Dataset excerpts
******
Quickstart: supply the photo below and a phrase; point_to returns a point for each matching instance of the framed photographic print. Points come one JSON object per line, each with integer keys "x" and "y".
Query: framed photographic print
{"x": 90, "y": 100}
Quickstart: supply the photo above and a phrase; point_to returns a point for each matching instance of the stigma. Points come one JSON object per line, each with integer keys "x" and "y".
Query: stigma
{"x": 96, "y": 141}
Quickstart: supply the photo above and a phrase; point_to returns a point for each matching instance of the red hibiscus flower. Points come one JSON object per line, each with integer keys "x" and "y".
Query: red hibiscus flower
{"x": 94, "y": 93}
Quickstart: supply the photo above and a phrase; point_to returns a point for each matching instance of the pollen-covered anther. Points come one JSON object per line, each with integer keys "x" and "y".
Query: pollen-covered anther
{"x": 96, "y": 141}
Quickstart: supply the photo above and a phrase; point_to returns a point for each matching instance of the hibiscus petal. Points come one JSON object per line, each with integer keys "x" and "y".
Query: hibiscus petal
******
## [WORK INSTRUCTIONS]
Give each line of the records above again, unchanged.

## [OUTPUT OF THE EXERCISE]
Quickstart: supply the photo below and a phrase; point_to returns a point for each matching instance of the framed photographic print. Points come one JSON object per line, each with integer keys "x" and "y".
Query: framed photographic print
{"x": 90, "y": 100}
Quickstart: supply the photo above and a phrase; point_to returns a point for each matching instance of the stigma. Points come one JSON object per line, each with integer keys "x" and "y".
Query: stigma
{"x": 96, "y": 141}
Quickstart: supply the photo above and a phrase; point_to returns a point for each matching instance of the red hibiscus flower. Points come one JSON object per line, each with integer keys "x" and "y".
Query: red hibiscus flower
{"x": 94, "y": 93}
Quickstart: supply the photo above and a phrase; point_to returns a point for each matching instance of the pollen-covered anther. Points come one JSON object per line, each with integer keys "x" and "y".
Query: pollen-covered anther
{"x": 96, "y": 141}
Quickstart: supply the photo above and a phrase; point_to returns a point for each matching instance of the hibiscus petal. Points come one JSON object per line, each with integer keys "x" and "y".
Query: hibiscus petal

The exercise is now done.